## WHAT NEEDS TO BE DONE
Render the lines from the one containing "Query: <item>bus tire</item>" through the one containing "[[158, 88], [153, 88], [154, 91], [158, 91]]" as a Markdown table with the columns Row and Entry. Number each line in order and leave out any blank lines.

## RECORDS FOR THIS TASK
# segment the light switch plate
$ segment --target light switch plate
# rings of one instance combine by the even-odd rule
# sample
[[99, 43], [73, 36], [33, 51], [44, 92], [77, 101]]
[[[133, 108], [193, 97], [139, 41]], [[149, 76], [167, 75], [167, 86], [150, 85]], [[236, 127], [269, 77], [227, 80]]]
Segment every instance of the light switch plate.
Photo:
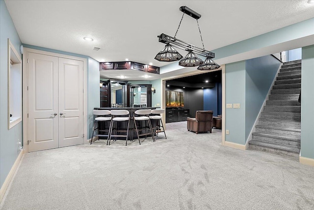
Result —
[[234, 108], [240, 108], [240, 104], [234, 104]]

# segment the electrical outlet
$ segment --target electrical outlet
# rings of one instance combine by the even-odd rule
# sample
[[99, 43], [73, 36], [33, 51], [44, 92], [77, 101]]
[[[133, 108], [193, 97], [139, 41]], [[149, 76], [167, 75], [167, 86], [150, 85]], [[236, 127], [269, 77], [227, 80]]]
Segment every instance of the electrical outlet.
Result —
[[234, 108], [240, 108], [240, 104], [234, 104]]

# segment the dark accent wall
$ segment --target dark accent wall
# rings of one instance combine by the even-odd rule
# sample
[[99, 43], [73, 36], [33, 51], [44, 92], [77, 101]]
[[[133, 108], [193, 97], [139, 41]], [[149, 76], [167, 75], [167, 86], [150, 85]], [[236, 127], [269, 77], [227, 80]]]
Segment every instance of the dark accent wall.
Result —
[[213, 111], [213, 116], [221, 114], [221, 83], [216, 83], [212, 88], [204, 89], [204, 109]]

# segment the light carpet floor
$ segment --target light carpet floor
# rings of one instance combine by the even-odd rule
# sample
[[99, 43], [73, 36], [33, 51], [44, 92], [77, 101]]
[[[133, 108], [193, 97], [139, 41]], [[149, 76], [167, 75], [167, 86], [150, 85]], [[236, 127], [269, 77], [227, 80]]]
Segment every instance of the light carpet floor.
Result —
[[97, 141], [25, 154], [3, 210], [313, 210], [314, 167], [167, 124], [141, 145]]

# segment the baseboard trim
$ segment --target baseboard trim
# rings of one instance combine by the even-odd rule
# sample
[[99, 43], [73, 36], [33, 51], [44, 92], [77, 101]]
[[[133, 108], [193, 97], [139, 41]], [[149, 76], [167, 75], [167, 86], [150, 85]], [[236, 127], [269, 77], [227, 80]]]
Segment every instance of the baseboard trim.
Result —
[[304, 165], [309, 165], [314, 166], [314, 159], [300, 156], [299, 158], [300, 163]]
[[6, 192], [6, 190], [8, 189], [8, 187], [9, 186], [9, 184], [10, 184], [10, 183], [11, 182], [11, 181], [13, 177], [13, 175], [16, 171], [16, 169], [18, 168], [18, 166], [19, 166], [19, 164], [20, 164], [21, 159], [23, 157], [23, 155], [24, 155], [24, 150], [21, 151], [21, 152], [20, 153], [20, 154], [18, 156], [18, 158], [16, 158], [16, 160], [15, 160], [14, 164], [11, 168], [11, 170], [10, 170], [9, 174], [8, 174], [8, 176], [6, 177], [6, 178], [5, 179], [3, 184], [1, 187], [1, 189], [0, 189], [0, 203], [2, 202], [3, 197], [4, 197], [5, 192]]
[[243, 145], [243, 144], [237, 144], [236, 143], [230, 142], [230, 141], [225, 141], [225, 146], [227, 147], [232, 147], [235, 149], [239, 149], [241, 150], [247, 150], [247, 147], [246, 145]]

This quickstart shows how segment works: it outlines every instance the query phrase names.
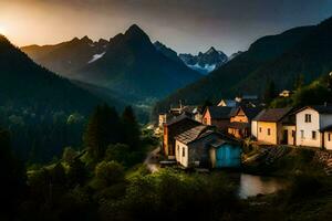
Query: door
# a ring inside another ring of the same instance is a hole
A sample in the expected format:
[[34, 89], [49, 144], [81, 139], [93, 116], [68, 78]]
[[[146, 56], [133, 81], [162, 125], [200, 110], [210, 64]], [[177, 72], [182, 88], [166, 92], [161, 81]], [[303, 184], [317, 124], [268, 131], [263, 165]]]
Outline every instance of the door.
[[282, 144], [288, 145], [288, 129], [283, 130]]

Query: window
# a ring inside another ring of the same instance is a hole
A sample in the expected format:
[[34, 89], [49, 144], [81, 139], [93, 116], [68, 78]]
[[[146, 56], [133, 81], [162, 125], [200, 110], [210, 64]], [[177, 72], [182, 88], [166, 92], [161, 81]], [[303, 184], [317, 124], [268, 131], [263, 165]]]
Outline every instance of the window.
[[311, 123], [311, 114], [305, 114], [305, 123]]
[[304, 139], [304, 130], [301, 130], [301, 138]]
[[295, 130], [292, 130], [292, 137], [295, 137]]
[[203, 124], [207, 125], [207, 118], [203, 119]]
[[317, 133], [312, 131], [312, 139], [317, 139]]

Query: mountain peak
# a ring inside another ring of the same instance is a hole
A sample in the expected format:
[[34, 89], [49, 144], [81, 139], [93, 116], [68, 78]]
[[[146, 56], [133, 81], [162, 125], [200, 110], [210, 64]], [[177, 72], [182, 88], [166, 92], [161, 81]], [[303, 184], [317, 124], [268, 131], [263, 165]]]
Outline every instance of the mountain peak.
[[218, 53], [218, 51], [214, 48], [214, 46], [211, 46], [207, 52], [206, 52], [206, 54], [211, 54], [211, 53]]
[[86, 42], [86, 43], [93, 43], [93, 41], [92, 41], [91, 39], [89, 39], [87, 35], [83, 36], [83, 38], [81, 39], [81, 41]]
[[125, 35], [132, 38], [148, 38], [147, 34], [137, 24], [131, 25]]

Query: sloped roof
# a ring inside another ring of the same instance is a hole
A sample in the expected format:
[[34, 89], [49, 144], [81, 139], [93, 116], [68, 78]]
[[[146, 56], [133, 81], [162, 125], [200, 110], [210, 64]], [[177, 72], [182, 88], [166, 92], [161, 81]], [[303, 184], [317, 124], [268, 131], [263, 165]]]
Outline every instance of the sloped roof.
[[231, 116], [236, 116], [240, 109], [243, 110], [249, 120], [255, 118], [261, 112], [261, 108], [259, 107], [240, 106], [235, 112], [231, 112]]
[[242, 122], [232, 122], [232, 123], [229, 123], [228, 127], [236, 128], [236, 129], [246, 129], [246, 128], [250, 128], [250, 124], [242, 123]]
[[317, 106], [310, 106], [314, 110], [317, 110], [320, 114], [332, 114], [332, 106], [331, 105], [317, 105]]
[[230, 114], [234, 107], [221, 107], [221, 106], [209, 106], [208, 110], [211, 118], [215, 119], [227, 119], [230, 118]]
[[183, 122], [183, 120], [191, 120], [191, 122], [197, 123], [197, 125], [199, 124], [198, 122], [196, 122], [196, 120], [191, 119], [190, 117], [188, 117], [186, 114], [181, 114], [181, 115], [170, 119], [166, 125], [170, 126], [170, 125], [177, 124], [177, 123]]
[[178, 136], [175, 137], [175, 139], [183, 144], [189, 144], [195, 139], [198, 139], [201, 136], [207, 135], [206, 133], [208, 128], [209, 127], [206, 125], [199, 125], [179, 134]]
[[329, 125], [329, 126], [320, 129], [320, 131], [332, 131], [332, 125]]
[[226, 104], [226, 106], [228, 107], [236, 107], [237, 106], [237, 102], [234, 99], [221, 99], [218, 104], [218, 106], [221, 104], [221, 102], [224, 102]]
[[302, 108], [299, 108], [297, 110], [294, 110], [293, 114], [298, 114], [304, 109], [308, 109], [308, 108], [311, 108], [311, 109], [314, 109], [317, 110], [318, 113], [320, 114], [332, 114], [332, 105], [312, 105], [312, 106], [305, 106], [305, 107], [302, 107]]
[[257, 122], [280, 122], [291, 110], [292, 110], [291, 107], [263, 109], [253, 119], [257, 120]]

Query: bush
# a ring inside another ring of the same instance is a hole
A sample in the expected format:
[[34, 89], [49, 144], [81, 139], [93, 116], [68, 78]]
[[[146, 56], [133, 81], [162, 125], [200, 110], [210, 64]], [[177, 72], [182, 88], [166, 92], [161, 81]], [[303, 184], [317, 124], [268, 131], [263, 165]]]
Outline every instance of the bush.
[[124, 180], [124, 168], [116, 161], [102, 161], [95, 167], [95, 178], [100, 187], [110, 187]]

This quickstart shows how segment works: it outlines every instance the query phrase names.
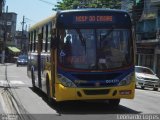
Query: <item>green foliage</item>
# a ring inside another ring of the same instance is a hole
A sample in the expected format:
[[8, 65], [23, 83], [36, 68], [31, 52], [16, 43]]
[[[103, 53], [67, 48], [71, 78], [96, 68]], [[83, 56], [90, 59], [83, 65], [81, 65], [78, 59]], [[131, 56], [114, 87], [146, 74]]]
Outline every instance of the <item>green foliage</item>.
[[77, 8], [114, 8], [121, 7], [121, 0], [62, 0], [55, 6], [55, 10]]

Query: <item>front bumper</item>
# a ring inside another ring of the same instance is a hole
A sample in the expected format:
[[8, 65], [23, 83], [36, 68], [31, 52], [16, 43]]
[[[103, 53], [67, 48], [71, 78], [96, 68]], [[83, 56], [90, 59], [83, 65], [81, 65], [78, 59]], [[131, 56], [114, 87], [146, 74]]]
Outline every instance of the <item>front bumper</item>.
[[106, 100], [106, 99], [133, 99], [135, 94], [135, 82], [127, 86], [105, 88], [67, 88], [56, 84], [56, 101], [66, 100]]
[[159, 87], [159, 82], [137, 81], [136, 85], [137, 86], [148, 87], [148, 88], [158, 88]]

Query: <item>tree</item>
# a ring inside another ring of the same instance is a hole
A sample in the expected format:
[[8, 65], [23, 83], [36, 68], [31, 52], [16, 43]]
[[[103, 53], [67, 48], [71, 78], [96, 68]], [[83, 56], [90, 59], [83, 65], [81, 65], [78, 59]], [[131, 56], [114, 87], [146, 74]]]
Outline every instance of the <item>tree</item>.
[[62, 0], [55, 6], [55, 10], [77, 8], [121, 8], [121, 0]]
[[134, 4], [132, 7], [132, 14], [134, 22], [138, 22], [142, 16], [144, 9], [144, 0], [134, 0]]
[[5, 0], [0, 0], [0, 15], [2, 14], [4, 2], [5, 2]]

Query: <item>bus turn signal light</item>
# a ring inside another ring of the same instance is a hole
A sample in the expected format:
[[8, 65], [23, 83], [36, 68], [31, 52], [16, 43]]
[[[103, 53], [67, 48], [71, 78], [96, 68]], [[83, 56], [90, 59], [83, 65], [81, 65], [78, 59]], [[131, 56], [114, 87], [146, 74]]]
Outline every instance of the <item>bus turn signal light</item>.
[[119, 94], [120, 94], [120, 95], [129, 95], [129, 94], [131, 94], [131, 93], [132, 93], [131, 90], [120, 90], [120, 91], [119, 91]]

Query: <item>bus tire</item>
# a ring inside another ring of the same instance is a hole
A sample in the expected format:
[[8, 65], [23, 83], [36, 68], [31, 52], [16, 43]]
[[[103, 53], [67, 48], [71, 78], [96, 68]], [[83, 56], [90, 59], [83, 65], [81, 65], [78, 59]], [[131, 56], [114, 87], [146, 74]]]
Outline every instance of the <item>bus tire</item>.
[[158, 88], [153, 88], [154, 91], [158, 91]]
[[111, 107], [118, 107], [120, 103], [120, 99], [110, 99], [109, 100], [109, 105]]
[[35, 88], [35, 75], [34, 75], [34, 70], [31, 70], [31, 78], [32, 78], [32, 87], [33, 89]]
[[50, 94], [50, 85], [49, 85], [49, 76], [46, 76], [46, 89], [47, 89], [47, 97], [48, 97], [48, 103], [51, 103], [52, 98]]

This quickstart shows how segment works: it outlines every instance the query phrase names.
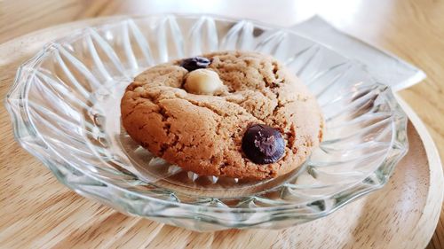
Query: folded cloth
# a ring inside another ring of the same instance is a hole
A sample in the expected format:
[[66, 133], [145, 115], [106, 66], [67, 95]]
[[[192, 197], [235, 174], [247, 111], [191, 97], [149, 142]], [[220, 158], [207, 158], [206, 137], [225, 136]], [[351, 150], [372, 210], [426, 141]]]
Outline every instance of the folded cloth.
[[297, 34], [331, 48], [343, 56], [364, 65], [378, 82], [395, 91], [425, 79], [425, 74], [389, 52], [344, 34], [319, 16], [290, 27]]

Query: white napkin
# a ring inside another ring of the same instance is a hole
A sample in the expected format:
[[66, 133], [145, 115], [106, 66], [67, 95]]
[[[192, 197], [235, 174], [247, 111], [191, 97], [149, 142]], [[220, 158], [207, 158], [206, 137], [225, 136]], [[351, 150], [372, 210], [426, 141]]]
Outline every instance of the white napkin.
[[377, 81], [392, 87], [395, 91], [425, 79], [425, 74], [419, 68], [342, 33], [319, 16], [298, 23], [291, 28], [297, 34], [326, 45], [345, 57], [361, 62]]

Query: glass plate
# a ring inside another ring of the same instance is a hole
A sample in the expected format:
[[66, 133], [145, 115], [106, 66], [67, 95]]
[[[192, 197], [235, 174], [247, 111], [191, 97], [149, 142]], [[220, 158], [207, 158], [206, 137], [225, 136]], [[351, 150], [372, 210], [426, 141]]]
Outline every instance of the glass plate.
[[[226, 50], [284, 63], [316, 95], [324, 141], [297, 170], [242, 182], [153, 157], [121, 128], [120, 99], [153, 65]], [[387, 182], [408, 150], [407, 118], [362, 66], [294, 32], [210, 16], [150, 16], [47, 44], [18, 71], [7, 107], [20, 144], [77, 193], [194, 230], [281, 229], [330, 214]]]

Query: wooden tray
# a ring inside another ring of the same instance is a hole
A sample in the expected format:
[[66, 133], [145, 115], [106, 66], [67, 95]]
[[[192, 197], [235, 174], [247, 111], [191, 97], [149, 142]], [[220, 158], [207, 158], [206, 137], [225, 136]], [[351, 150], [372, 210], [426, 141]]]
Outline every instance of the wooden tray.
[[[66, 24], [0, 46], [0, 97], [17, 67], [47, 42], [99, 19]], [[281, 230], [197, 233], [128, 217], [76, 195], [14, 142], [0, 106], [0, 247], [4, 248], [424, 248], [435, 230], [444, 189], [438, 152], [408, 113], [409, 151], [382, 190], [314, 222]]]

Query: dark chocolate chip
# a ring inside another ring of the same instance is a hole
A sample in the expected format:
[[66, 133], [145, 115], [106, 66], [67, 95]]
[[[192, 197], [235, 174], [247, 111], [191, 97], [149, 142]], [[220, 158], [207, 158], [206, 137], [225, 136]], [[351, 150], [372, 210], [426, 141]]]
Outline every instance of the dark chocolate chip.
[[242, 151], [254, 163], [274, 163], [282, 157], [285, 143], [278, 129], [256, 124], [250, 126], [243, 135]]
[[182, 60], [180, 66], [191, 72], [199, 68], [207, 68], [210, 63], [211, 61], [209, 58], [196, 56]]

## SOLUTION TO THIS TASK
| Row | Entry |
|---|---|
| 1 | Query: <item>bus tire</item> |
| 2 | # a ring inside another ring of the same instance is a hole |
| 3 | A sample in the expected format: |
| 4 | [[8, 65], [23, 83], [36, 68], [31, 52], [16, 43]] |
| 5 | [[[103, 53], [67, 48], [71, 78], [96, 68]], [[83, 56], [90, 59], [83, 65], [81, 65], [78, 59]], [[131, 56], [114, 87], [146, 74]]] |
| 6 | Outline every instance of the <item>bus tire</item>. |
| 7 | [[158, 88], [153, 88], [154, 91], [158, 91]] |